> [Consegna 1]: Nel brano di testo, chi si aggiunge alla batteria ai tre componenti rimasti?
> [Consegna 2]: Per favore, riporta tutto il brano di testo da "Che credibilità può" fino a "un rituale catartico.", cambiando "indie" in "rock".

Che credibilità può avere chi ha smarrito il vigore dei conflitti generazionali nella pacificazione di sensi e slanci, maldestramente sottoposta al fugace elettroshock del sensazionalismo?
Per non parlare dell’indie nostrano, le cui “novità” possono riassumersi, nella migliore delle ipotesi, in una rimasticazione non troppo bavosa di quanto ascoltiamo dagli anni ’90.
Eppure la battaglia contro l’idea di una musica prevedibile o ridotta a forma di intrattenimento continua e quella dei Dish-Is-Nein non solo lascia un segno profondo ma, dal vivo, assume il valore di un rituale catartico.
Dei Disciplinatha (controversa, pionieristica e dirompente creatura industrial/post punk attiva a metà ’80 e parzialmente ammansita dal Consorzio Produttori Indipendenti a metà ’90), da cui i Dish-Is-Nein prendono origine, restano le intuizioni vaticinanti, le lucidissime e feroci analisi del presente, l’arditezza musicale.
Restano tre componenti, Cristiano Santini, Dario Parisini, Roberta Vicinelli, a cui si aggiunge alla batteria Marco Bolognini, che sul palco raggiungono una compattezza insieme austera e coinvolta, forgiata dalla chitarra fiammeggiante e poderosa di Parisini, da una sezione ritmica opportunamente versatile, dalla ieraticità del canto e del gesto di Cristiano Santini.

> [Contenuto del dataset]:

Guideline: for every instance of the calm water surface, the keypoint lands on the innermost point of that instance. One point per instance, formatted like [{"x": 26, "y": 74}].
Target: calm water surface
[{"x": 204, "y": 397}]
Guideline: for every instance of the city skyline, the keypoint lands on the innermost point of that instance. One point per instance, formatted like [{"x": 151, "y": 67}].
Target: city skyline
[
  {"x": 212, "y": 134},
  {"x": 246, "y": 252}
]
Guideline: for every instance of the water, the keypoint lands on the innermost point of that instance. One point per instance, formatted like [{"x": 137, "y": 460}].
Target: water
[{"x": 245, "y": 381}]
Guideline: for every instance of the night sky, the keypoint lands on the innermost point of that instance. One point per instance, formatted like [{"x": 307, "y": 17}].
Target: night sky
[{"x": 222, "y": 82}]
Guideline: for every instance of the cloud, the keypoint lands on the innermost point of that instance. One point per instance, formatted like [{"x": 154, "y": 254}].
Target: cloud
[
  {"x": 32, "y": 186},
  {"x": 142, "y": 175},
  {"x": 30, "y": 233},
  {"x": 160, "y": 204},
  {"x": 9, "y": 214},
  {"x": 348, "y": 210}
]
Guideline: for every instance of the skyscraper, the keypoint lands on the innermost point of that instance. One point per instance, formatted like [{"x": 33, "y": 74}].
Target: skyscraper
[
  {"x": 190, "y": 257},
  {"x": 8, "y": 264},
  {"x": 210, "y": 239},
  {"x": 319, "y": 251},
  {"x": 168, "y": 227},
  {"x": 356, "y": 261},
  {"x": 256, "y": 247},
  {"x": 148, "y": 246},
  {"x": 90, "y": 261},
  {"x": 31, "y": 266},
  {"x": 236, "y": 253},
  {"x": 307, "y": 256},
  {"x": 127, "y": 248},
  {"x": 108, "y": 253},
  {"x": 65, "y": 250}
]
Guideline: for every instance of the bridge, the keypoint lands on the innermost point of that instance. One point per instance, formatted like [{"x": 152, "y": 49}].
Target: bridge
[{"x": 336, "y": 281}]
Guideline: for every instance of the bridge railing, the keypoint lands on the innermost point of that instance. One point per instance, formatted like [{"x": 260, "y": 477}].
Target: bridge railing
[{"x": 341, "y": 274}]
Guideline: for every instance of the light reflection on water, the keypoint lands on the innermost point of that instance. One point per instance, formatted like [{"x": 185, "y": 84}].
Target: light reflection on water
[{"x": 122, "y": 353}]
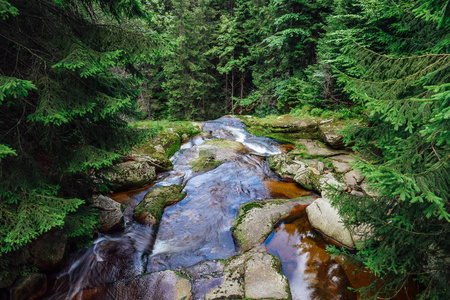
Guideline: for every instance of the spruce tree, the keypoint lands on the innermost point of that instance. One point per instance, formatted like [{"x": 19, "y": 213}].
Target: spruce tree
[
  {"x": 401, "y": 76},
  {"x": 66, "y": 90}
]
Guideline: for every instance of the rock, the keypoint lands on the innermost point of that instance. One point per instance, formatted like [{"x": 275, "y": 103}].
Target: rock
[
  {"x": 256, "y": 219},
  {"x": 290, "y": 124},
  {"x": 164, "y": 285},
  {"x": 130, "y": 174},
  {"x": 215, "y": 152},
  {"x": 48, "y": 250},
  {"x": 341, "y": 167},
  {"x": 30, "y": 287},
  {"x": 328, "y": 184},
  {"x": 255, "y": 274},
  {"x": 112, "y": 218},
  {"x": 343, "y": 158},
  {"x": 326, "y": 219},
  {"x": 160, "y": 163},
  {"x": 369, "y": 190},
  {"x": 264, "y": 279},
  {"x": 308, "y": 178},
  {"x": 330, "y": 135},
  {"x": 353, "y": 178},
  {"x": 315, "y": 148},
  {"x": 150, "y": 209}
]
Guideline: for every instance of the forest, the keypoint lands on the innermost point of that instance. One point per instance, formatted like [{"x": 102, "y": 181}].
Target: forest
[{"x": 74, "y": 74}]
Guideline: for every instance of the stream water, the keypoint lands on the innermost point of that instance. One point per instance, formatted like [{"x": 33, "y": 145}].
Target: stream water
[{"x": 198, "y": 227}]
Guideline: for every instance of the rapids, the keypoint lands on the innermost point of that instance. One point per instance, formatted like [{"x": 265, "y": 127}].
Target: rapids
[{"x": 198, "y": 227}]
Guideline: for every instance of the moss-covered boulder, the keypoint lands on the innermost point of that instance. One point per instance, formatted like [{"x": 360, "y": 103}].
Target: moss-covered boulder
[
  {"x": 256, "y": 219},
  {"x": 151, "y": 208},
  {"x": 315, "y": 148},
  {"x": 111, "y": 218},
  {"x": 326, "y": 219},
  {"x": 284, "y": 128},
  {"x": 214, "y": 152},
  {"x": 32, "y": 286},
  {"x": 133, "y": 173},
  {"x": 254, "y": 274}
]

> [Soluzione scritta 1]: Marco Bolognini.

> [Soluzione scritta 2]:
Che credibilità può avere chi ha smarrito il vigore dei conflitti generazionali nella pacificazione di sensi e slanci, maldestramente sottoposta al fugace elettroshock del sensazionalismo?
Per non parlare dell’rock nostrano, le cui “novità” possono riassumersi, nella migliore delle ipotesi, in una rimasticazione non troppo bavosa di quanto ascoltiamo dagli anni ’90.
Eppure la battaglia contro l’idea di una musica prevedibile o ridotta a forma di intrattenimento continua e quella dei Dish-Is-Nein non solo lascia un segno profondo ma, dal vivo, assume il valore di un rituale catartico.